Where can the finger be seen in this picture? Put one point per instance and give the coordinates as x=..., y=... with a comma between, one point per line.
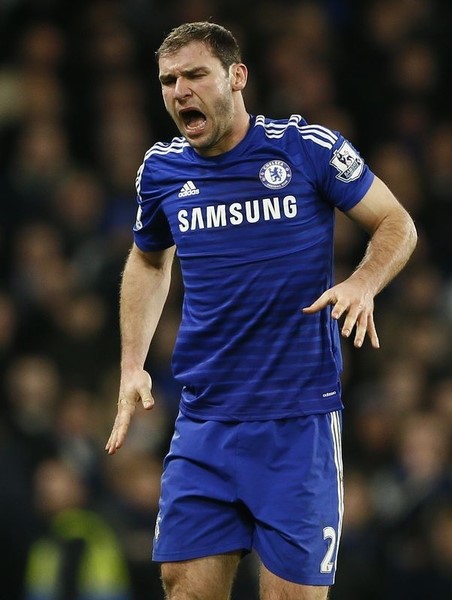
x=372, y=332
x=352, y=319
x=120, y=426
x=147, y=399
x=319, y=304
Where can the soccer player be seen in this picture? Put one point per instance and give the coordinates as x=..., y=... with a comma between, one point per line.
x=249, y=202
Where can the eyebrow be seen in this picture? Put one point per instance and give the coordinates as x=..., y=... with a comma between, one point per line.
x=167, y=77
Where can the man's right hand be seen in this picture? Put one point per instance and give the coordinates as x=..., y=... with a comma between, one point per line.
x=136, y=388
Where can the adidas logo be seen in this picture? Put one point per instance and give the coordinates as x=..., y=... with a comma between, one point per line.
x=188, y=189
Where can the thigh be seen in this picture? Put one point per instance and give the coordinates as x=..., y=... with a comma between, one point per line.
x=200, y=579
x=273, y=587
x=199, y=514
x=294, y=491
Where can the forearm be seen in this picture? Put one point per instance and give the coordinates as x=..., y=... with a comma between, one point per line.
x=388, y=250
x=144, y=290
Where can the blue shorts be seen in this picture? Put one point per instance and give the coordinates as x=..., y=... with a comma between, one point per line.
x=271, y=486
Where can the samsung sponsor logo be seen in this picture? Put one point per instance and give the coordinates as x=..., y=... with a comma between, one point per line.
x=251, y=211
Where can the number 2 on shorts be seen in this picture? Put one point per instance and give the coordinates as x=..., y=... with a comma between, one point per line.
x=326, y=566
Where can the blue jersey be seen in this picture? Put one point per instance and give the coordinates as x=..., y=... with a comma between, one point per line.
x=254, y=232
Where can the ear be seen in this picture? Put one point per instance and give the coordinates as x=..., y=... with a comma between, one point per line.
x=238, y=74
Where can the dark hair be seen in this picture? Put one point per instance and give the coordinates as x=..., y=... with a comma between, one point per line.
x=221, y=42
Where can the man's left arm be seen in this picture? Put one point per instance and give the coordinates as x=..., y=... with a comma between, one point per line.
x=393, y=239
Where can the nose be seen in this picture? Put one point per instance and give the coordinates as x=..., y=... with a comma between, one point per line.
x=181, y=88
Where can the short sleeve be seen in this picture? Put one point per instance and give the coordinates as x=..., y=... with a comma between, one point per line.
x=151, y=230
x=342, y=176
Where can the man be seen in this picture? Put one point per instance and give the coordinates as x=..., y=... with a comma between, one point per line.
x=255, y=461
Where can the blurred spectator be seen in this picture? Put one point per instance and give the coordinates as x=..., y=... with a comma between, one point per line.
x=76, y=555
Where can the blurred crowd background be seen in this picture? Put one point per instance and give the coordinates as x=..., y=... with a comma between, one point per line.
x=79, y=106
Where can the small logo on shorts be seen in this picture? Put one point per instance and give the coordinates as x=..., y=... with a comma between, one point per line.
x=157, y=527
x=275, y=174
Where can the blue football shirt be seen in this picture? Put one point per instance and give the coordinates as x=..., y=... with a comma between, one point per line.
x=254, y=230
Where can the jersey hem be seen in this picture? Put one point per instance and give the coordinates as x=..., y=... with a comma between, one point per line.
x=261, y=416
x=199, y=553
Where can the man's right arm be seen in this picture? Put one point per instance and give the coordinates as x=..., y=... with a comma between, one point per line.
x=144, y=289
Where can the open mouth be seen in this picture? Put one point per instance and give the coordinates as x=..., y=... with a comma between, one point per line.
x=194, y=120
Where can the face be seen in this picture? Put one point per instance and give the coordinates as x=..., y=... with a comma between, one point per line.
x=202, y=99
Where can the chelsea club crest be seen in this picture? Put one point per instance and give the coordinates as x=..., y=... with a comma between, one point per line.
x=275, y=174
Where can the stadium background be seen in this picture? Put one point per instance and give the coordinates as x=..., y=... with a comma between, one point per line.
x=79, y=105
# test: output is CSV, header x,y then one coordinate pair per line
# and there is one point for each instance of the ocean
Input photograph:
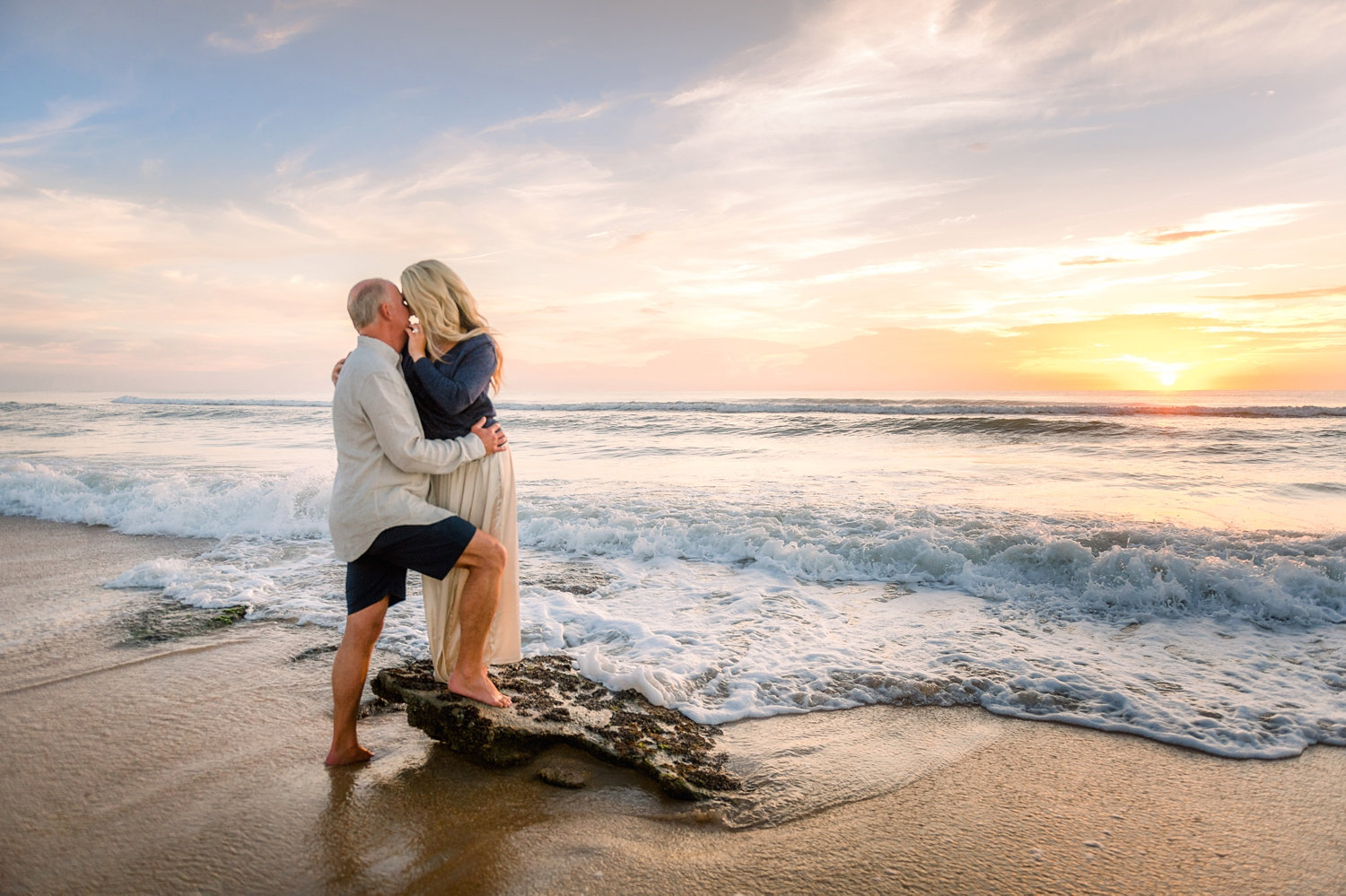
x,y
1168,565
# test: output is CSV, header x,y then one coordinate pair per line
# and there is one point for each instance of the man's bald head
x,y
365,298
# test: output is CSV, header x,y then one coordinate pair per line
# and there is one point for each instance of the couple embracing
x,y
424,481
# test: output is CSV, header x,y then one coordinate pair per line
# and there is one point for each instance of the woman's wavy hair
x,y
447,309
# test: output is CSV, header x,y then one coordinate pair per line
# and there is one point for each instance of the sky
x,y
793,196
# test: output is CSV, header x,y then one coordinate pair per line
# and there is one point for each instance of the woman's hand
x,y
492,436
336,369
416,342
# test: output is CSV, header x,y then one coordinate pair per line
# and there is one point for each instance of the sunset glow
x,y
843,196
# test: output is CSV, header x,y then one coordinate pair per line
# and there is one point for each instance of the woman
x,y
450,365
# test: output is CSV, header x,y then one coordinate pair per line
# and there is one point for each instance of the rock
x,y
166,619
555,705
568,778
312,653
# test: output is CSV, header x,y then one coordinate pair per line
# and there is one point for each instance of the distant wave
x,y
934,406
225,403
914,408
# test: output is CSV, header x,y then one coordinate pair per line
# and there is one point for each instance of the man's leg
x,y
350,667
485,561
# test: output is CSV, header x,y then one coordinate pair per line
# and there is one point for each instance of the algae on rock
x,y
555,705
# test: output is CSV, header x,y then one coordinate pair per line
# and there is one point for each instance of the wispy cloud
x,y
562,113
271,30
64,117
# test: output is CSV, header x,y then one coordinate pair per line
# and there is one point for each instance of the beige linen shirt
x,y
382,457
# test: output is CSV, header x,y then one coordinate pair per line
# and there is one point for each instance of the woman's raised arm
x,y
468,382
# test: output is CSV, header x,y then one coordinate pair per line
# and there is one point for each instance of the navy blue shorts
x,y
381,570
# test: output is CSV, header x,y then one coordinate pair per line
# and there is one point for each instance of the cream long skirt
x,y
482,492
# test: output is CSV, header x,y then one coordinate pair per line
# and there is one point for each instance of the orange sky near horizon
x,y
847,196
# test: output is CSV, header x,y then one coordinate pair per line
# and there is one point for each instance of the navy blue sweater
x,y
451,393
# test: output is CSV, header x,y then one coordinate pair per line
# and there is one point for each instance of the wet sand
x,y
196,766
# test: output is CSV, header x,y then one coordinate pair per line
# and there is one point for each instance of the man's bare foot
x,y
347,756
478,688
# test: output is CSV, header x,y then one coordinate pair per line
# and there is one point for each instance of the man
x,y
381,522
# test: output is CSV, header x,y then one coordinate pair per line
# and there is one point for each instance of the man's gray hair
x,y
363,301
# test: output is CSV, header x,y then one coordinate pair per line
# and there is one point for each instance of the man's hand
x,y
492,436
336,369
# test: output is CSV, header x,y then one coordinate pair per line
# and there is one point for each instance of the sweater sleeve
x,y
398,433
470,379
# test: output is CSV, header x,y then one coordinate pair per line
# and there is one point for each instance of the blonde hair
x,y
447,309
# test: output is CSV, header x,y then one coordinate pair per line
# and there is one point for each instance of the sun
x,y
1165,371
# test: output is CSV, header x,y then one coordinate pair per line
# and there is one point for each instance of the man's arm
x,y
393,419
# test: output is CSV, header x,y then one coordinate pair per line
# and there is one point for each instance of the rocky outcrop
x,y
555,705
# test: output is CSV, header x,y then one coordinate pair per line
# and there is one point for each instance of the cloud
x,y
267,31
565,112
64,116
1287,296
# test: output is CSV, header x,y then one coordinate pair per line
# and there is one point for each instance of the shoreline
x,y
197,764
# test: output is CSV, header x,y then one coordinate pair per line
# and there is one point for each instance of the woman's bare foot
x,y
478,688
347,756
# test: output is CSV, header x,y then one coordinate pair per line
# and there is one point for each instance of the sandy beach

_ _ _ _

## Written task
Write the listing out a second time exactly, dropping all images.

## Result below
Where can the finger be seen in this picture? Put one point per instance and give the coordinates as x=..., y=... with a comma between, one point per line.
x=372, y=332
x=352, y=319
x=120, y=426
x=147, y=399
x=319, y=304
Where can the soccer player be seen in this picture? Put one point per instance and give the coordinates as x=..., y=... with a comma between, one point per line.
x=249, y=202
Where can the eyebrow be seen in this picture? Put one point per instance and give the coordinates as x=..., y=... with a comma between, one point per line.
x=167, y=77
Where can the man's right hand be seen in this picture? Put one point per instance and give the coordinates as x=..., y=... with a comma between, one point per line.
x=136, y=388
Where can the adidas logo be seen in this picture? Put one point per instance and give the coordinates as x=..., y=... with a comma between, one point per line.
x=188, y=189
Where can the thigh be seen in this picture? Put one point per instance and give the coordinates as x=..., y=... with a comma between, one point per line.
x=200, y=579
x=273, y=587
x=199, y=514
x=294, y=491
Where can the forearm be seen in this picture? Put one point per instance and give the coordinates as x=..., y=... with a comma between, one point per line.
x=388, y=250
x=144, y=290
Where can the blue shorts be seen in this picture? Put one point per instance and give the coordinates as x=..., y=... with a comma between, one point per line.
x=271, y=486
Where can the samsung sponsor logo be seen in this picture? Put one point per instance and give the coordinates as x=..., y=... with a comma between, one point per line.
x=251, y=211
Where can the number 2 on shorts be seen in this picture? Put one point per instance and give the coordinates as x=..., y=... with a comma between, one point per line.
x=326, y=566
Where can the blue jersey be seen in this picture? Put one point per instance and give the coordinates as x=..., y=... with a comma between, one point per line.
x=254, y=232
Where can the ear be seen in this picture? Put one point per instance and give the coordinates as x=..., y=... with a comma between, one point per line.
x=238, y=74
Where can the dark hair be seen in this picture? Put one point per instance and give the coordinates as x=..., y=... with a comma between, one point per line.
x=221, y=42
Where can the man's left arm be seen in this picture? Put one point per instance and give the coordinates as x=..., y=... with a comma between, one point per line.
x=393, y=239
Where can the nose be seen in this picture? Put one point per instance and give the coordinates as x=..., y=... with a comma between, one point per line.
x=181, y=88
Where can the short sleeve be seen in this picture? Put one point per instance and give the coordinates as x=..., y=... with a comma between, one point per line.
x=151, y=230
x=342, y=176
Where can the man be seen in this picture? Put one point per instance and give the coordinates as x=..., y=... with a comma between, one point per line.
x=255, y=461
Where can the blurred spectator be seen in this picture? Put one point per instance and give the coordinates as x=..., y=... with a comma between, one point per line.
x=76, y=555
Where can the blurred crowd background be seen in this picture? Put one point per instance and give the coordinates as x=..., y=... with a comma between, one point per line.
x=79, y=106
Where can the small logo on shorts be seen in this picture? Put one point per instance and give the coordinates as x=..., y=... with a comma between, one point per line.
x=157, y=527
x=275, y=174
Where can the blue football shirt be seen in this picture? Put one point per instance and give the coordinates as x=..., y=... with a comma between, one point per line.
x=254, y=230
Where can the jersey hem be seen in this picture? Put one point per instance and give the coordinates as x=..., y=... with a comma between, one point per line.
x=261, y=416
x=199, y=553
Where can the man's right arm be seen in this picture? Put one point per instance and give the coordinates as x=..., y=... with a comma between, one point per line.
x=144, y=289
Where can the open mouth be seen in this picture? Put one point per instance and give the coordinates as x=..., y=... with a comma between, one point per line.
x=194, y=120
Where can the face be seen in this picture? Put one point per instance and give the coordinates as x=..., y=... with a comma between, one point per line.
x=202, y=99
Where can the chelsea club crest be seen in this picture? Put one point per instance and give the coordinates as x=..., y=... with a comma between, one point per line.
x=275, y=174
Where can the stadium background be seen in this picture? Put one point per instance and give the coordinates as x=..., y=... with a comma between, one point per line.
x=79, y=105
# test: output is CSV, header x,y then one coordinate pair per line
# and there is one point for each instance of the ocean
Input photograph:
x,y
1168,565
# test: output is CSV, header x,y then one coordinate pair per line
# and there is one point for each instance of the man's bald head
x,y
365,298
# test: output is CSV, header x,y then one coordinate pair per line
# and there is one point for each instance of the couple embracing
x,y
424,481
# test: output is CSV, header x,y then one coordinate pair per line
# and there is one point for each instance of the woman's wavy hair
x,y
447,309
# test: output is CSV, header x,y then one coordinate pair per line
# and there is one point for each instance of the sky
x,y
793,196
# test: output is CSV, header x,y then one coordinate pair per line
# and there is one point for each instance of the woman's hand
x,y
492,436
336,369
416,342
# test: output is CSV, header x,y then one coordinate pair per line
# and there is one point for each instance of the sunset glow
x,y
843,196
# test: output is CSV, header x,y then one coordinate pair per line
# and there is one point for each instance of the woman
x,y
450,365
# test: output is CSV, header x,y then one coordinate pair per line
# and there is one point for each instance of the rock
x,y
166,619
555,705
568,778
312,653
# test: output is CSV, header x,y then one coordinate pair per line
# and there is one point for each instance of the distant wave
x,y
934,406
225,403
914,408
# test: output is CSV, header x,y then one coordinate pair per line
# and there is one point for each instance of the man's leg
x,y
350,667
485,561
# test: output is CSV, header x,y then one coordinate pair per line
# and there is one point for each instance of the algae on rock
x,y
555,705
# test: output is CSV, header x,y then one coordinate pair per line
# and there is one point for each instance of the wispy cloud
x,y
562,113
271,30
64,117
# test: output is CSV, header x,y then one coordinate pair per line
# and there is one point for each instance of the beige linen shirt
x,y
382,457
# test: output is CSV, header x,y then one coordinate pair per line
# and there is one point for each instance of the woman's raised arm
x,y
468,382
# test: output is CSV, header x,y then one coordinate pair per line
# and there is one point for each instance of the navy blue shorts
x,y
381,570
# test: output is CSV, header x,y then one coordinate pair per line
# and there is one point for each instance of the cream long skirt
x,y
482,492
# test: output is CSV, header x,y then one coordinate pair per line
# and there is one point for each instance of the orange sky near horizon
x,y
847,196
# test: output is CSV, header x,y then one coordinate pair per line
# and there is one point for each instance of the navy blue sweater
x,y
451,393
# test: output is CSV, header x,y then one coordinate pair per line
# and there is one point for each instance of the wet sand
x,y
196,766
# test: output is CSV, header x,y then one coordinate pair per line
# and there is one point for each instance of the man's bare foot
x,y
347,756
478,688
# test: output is CSV, header x,y then one coordinate pair per line
# and there is one point for each instance of the man
x,y
381,522
# test: output is CSV, header x,y then one coordinate pair per line
# and there is one point for each instance of the man's gray hair
x,y
363,301
# test: output is CSV, header x,y then one coordinate pair per line
# and there is one point for each instance of the man's hand
x,y
492,436
336,369
# test: output is CSV, header x,y then one coordinate pair per line
# and there is one point for each instance of the sweater sleeve
x,y
398,433
470,379
# test: output is CSV, header x,y then one coordinate pair per line
# and there is one point for each instance of the blonde hair
x,y
447,309
# test: output is CSV, header x,y then one coordinate pair per line
# and there is one point for each instance of the sun
x,y
1165,371
# test: output is CSV, header x,y then one coordinate pair per line
# and there is one point for each instance of the man's arm
x,y
393,419
# test: output is CSV, header x,y then one coordinate pair per line
# and there is one point for each instance of the rocky outcrop
x,y
555,705
# test: output is CSV, header x,y then one coordinate pair per line
# and there is one point for each instance of the cloud
x,y
267,31
565,112
64,116
1287,296
# test: output is CSV, header x,y then one coordinate pair per line
# and there is one point for each instance of the shoreline
x,y
197,764
# test: output is CSV, header x,y then one coordinate pair per line
# and there is one point for each instance of the woman's bare foot
x,y
478,688
347,756
# test: output is CSV, header x,y then one coordinate pair per line
# and there is one point for each instance of the sandy beach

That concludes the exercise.